=== What to produce ===
Transcribe the data below exactly, but only from the line containing "Target: man's hand" through its final line, both included.

#####

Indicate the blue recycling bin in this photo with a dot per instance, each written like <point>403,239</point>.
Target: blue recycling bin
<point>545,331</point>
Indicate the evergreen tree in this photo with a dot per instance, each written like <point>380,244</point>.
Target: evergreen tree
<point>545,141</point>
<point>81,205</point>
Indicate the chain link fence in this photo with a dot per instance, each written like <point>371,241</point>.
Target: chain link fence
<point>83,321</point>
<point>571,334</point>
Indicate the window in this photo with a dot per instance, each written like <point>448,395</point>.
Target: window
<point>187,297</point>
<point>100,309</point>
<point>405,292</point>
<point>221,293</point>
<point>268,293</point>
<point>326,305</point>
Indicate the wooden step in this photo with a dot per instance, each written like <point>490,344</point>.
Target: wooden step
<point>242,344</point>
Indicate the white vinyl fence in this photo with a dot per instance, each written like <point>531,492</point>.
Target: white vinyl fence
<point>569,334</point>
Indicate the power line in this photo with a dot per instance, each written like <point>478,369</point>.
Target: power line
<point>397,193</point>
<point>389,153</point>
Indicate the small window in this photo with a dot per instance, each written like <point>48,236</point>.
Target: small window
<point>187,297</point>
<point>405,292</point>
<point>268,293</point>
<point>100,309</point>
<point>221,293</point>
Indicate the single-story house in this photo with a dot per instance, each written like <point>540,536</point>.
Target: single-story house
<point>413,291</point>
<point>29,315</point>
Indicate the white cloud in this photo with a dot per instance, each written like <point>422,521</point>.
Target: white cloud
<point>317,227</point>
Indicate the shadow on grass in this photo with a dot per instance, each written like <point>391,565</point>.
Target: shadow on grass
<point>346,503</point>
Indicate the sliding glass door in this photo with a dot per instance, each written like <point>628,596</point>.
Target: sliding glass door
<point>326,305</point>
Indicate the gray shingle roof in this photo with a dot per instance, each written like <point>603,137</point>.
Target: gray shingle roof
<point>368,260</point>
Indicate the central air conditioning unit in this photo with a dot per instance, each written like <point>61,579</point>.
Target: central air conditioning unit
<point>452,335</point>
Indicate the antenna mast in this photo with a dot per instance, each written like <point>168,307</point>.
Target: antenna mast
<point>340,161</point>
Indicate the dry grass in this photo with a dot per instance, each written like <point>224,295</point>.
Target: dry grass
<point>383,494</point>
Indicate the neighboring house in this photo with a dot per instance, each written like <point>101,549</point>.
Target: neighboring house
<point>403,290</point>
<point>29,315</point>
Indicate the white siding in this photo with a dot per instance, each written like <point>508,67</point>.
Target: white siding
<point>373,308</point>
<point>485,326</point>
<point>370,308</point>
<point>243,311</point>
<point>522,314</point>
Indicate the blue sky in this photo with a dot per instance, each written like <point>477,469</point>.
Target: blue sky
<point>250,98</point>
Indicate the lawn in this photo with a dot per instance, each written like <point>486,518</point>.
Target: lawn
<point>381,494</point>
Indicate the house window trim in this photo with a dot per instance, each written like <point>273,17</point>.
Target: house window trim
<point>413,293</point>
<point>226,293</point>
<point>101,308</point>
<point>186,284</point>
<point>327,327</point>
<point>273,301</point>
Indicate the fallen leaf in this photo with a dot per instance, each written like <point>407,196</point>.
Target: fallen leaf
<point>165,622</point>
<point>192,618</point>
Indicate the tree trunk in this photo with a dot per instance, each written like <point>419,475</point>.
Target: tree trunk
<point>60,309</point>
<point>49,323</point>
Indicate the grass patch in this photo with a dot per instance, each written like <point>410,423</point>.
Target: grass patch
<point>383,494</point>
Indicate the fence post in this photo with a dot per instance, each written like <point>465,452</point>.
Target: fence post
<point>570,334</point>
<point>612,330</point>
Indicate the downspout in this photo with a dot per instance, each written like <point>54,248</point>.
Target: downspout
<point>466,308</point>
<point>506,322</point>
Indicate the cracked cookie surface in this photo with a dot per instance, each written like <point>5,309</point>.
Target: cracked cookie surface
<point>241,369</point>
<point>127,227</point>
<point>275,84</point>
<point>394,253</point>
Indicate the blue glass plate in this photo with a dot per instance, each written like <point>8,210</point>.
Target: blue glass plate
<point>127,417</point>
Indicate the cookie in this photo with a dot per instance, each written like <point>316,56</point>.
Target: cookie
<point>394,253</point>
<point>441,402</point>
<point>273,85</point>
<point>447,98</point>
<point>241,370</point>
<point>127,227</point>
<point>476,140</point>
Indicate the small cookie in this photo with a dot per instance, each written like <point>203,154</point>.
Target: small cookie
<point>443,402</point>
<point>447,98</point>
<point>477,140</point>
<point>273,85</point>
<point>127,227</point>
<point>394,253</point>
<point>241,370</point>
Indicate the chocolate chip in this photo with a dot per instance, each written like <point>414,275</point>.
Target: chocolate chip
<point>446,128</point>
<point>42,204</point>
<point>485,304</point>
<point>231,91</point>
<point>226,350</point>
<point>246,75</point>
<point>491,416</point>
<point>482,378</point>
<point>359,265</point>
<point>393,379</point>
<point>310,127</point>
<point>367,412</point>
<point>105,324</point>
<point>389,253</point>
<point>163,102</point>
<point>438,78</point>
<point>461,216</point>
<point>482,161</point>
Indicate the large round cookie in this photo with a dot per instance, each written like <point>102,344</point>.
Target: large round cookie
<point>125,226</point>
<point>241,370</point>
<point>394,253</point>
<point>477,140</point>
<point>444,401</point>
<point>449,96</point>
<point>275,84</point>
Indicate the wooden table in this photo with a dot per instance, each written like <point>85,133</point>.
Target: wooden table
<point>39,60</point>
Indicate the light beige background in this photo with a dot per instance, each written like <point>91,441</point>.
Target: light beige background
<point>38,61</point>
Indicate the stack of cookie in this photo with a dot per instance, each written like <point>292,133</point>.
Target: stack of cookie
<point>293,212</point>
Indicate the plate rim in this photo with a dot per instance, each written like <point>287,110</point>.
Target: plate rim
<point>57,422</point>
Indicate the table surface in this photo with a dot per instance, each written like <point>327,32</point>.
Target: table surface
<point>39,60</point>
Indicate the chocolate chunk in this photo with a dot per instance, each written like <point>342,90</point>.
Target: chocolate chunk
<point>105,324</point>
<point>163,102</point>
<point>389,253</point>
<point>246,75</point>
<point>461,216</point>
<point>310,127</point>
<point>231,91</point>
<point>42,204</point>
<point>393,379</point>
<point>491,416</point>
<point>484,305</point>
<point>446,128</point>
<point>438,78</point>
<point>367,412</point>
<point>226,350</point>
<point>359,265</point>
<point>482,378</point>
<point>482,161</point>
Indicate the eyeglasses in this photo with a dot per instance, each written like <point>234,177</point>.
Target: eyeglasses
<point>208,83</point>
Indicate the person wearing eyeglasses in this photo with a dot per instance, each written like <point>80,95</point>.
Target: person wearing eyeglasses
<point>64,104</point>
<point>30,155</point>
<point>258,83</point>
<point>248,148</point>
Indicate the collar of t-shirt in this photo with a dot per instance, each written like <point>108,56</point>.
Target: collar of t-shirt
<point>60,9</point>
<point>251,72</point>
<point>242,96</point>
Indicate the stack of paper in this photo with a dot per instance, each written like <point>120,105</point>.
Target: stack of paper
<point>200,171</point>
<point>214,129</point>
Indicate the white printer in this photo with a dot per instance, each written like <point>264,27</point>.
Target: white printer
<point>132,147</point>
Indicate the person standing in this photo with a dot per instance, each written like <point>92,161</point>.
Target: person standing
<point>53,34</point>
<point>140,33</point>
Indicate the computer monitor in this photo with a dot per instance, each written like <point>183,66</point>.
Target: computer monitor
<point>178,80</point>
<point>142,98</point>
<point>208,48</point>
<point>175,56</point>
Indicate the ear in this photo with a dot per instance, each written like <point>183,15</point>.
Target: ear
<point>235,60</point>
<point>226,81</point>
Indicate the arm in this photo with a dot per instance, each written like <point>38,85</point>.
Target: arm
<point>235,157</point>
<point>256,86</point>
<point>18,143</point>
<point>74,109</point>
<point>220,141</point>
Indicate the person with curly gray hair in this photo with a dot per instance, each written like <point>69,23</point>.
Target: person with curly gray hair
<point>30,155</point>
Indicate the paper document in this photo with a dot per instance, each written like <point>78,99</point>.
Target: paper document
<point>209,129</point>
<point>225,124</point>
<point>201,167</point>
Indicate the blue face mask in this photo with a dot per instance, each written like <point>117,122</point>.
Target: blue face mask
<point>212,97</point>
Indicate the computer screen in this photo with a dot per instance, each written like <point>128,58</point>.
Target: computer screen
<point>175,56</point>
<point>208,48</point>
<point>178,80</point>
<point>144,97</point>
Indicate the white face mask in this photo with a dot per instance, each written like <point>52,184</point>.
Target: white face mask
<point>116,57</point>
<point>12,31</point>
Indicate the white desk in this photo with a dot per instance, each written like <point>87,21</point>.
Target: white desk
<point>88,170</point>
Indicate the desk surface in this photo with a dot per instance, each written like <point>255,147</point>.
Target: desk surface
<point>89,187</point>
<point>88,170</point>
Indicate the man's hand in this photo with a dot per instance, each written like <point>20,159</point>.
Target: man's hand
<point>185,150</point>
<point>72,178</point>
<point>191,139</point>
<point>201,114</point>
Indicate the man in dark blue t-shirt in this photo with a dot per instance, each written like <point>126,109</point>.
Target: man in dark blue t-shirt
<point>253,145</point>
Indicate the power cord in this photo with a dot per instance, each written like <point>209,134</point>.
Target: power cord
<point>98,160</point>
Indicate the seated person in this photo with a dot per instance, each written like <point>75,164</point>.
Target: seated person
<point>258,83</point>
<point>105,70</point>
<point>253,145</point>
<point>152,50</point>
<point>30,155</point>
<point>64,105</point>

#####

=== Result ===
Target: man's hand
<point>185,150</point>
<point>72,178</point>
<point>191,139</point>
<point>201,114</point>
Indicate the man in dark blue t-shirt in this photo with a dot per instance, each written like <point>126,109</point>.
Target: man in dark blue t-shirt
<point>253,145</point>
Indicate the power cord in this photo with a dot per instance, each written like <point>209,134</point>.
Target: power cord
<point>98,160</point>
Indicate the seated person in this photo with a dot per instance, each written like <point>75,164</point>.
Target: seated person
<point>258,83</point>
<point>105,70</point>
<point>253,145</point>
<point>152,50</point>
<point>30,155</point>
<point>64,105</point>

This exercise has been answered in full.